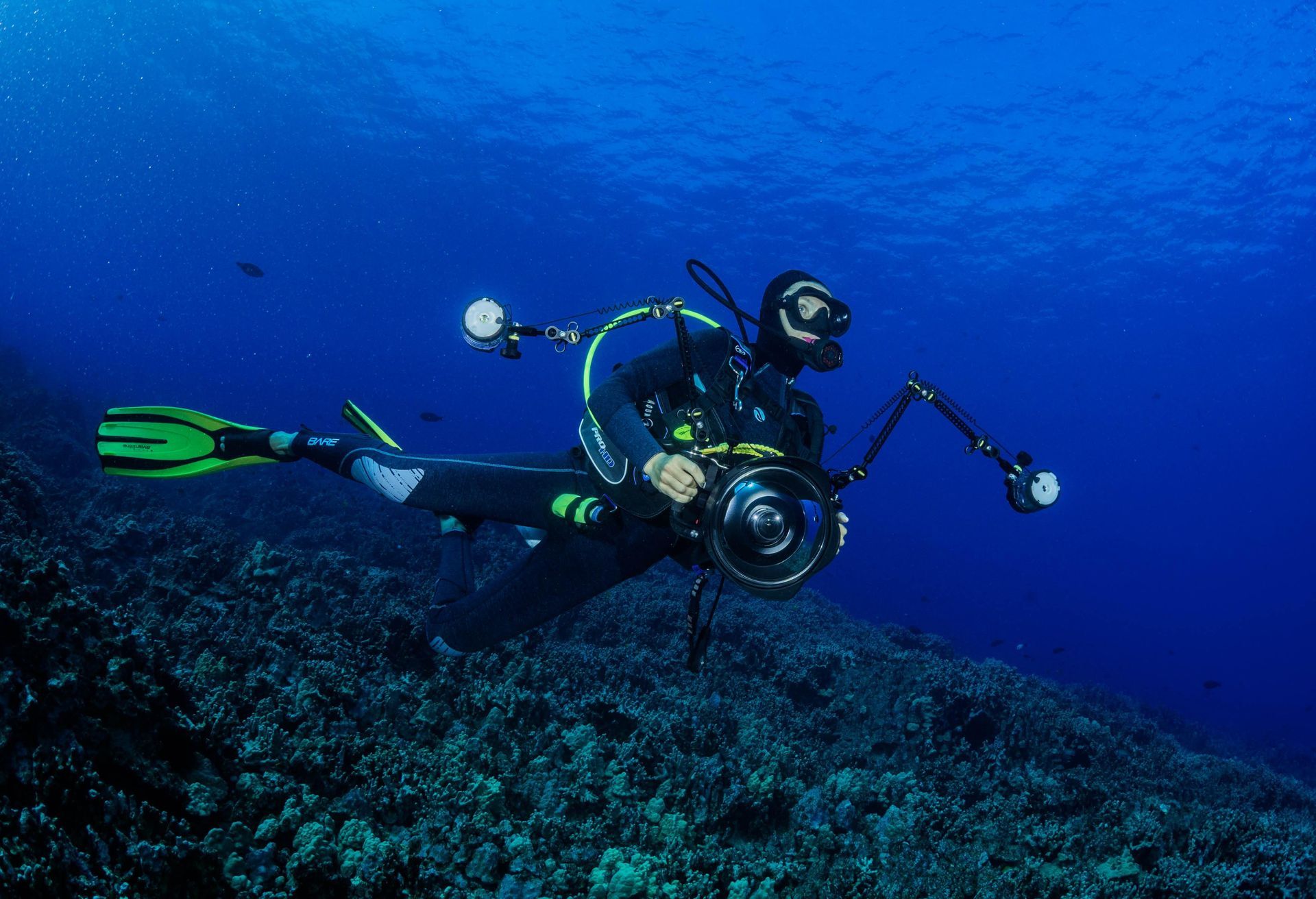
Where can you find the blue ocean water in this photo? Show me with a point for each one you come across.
(1091, 223)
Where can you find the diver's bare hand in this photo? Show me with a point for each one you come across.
(675, 477)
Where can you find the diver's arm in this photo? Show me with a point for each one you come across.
(613, 402)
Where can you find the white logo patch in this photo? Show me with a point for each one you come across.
(394, 483)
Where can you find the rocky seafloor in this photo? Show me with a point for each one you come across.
(219, 687)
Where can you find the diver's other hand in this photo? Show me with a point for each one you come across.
(675, 477)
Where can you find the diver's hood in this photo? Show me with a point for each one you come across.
(790, 354)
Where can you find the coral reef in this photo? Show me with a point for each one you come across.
(200, 706)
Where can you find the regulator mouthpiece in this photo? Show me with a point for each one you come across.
(485, 324)
(822, 354)
(1032, 491)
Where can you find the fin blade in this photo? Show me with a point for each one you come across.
(365, 424)
(164, 441)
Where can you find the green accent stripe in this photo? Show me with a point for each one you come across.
(562, 503)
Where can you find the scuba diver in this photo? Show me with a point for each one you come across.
(607, 510)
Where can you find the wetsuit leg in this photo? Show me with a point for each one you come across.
(512, 487)
(562, 571)
(456, 567)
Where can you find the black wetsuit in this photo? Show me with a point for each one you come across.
(569, 565)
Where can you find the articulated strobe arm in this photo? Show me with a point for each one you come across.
(1025, 490)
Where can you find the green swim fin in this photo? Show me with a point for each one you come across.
(365, 424)
(164, 441)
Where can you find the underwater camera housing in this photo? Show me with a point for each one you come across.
(768, 524)
(1032, 491)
________
◆ **Goal of the exercise**
Give the lines from the one containing "Where can you find the diver's hood" through the end of the entries again, exactly as written and with no other lines.

◆ **Result**
Where can you find the diver's hood in this photo? Show me with a point for each one you come across.
(790, 354)
Where can you find the coral reef in this photo? Show me with a point for each one you come across.
(200, 706)
Where can you find the regulator mouthpiece in this photo? Show me with a point for each one you come across.
(485, 324)
(822, 354)
(1032, 491)
Where can you find the fin blade in this photo? Show me with a point for each one you come across.
(365, 424)
(164, 441)
Where can you find the green accent stripe in this photo? Show me with a point for each one you come across.
(562, 503)
Where can you find the scuba diver in this photo? Show me with a point for each one you come across.
(607, 510)
Where can you find the wetsuit leg in this photo? Show me with a point for each one you come across.
(512, 487)
(562, 571)
(456, 567)
Where can you find the black wetsuit in this photo? Show me with a point for each one you come across.
(569, 565)
Where can you find the articulated strobe arm in this photo? Show me with a point for each one you come across.
(1025, 490)
Where can you find the green swim fin in this photo? Show me with a point for each one you come across.
(365, 424)
(164, 441)
Where can you find the underwater camera housing in this photo? Show me with a point for each one you come across.
(768, 524)
(1032, 491)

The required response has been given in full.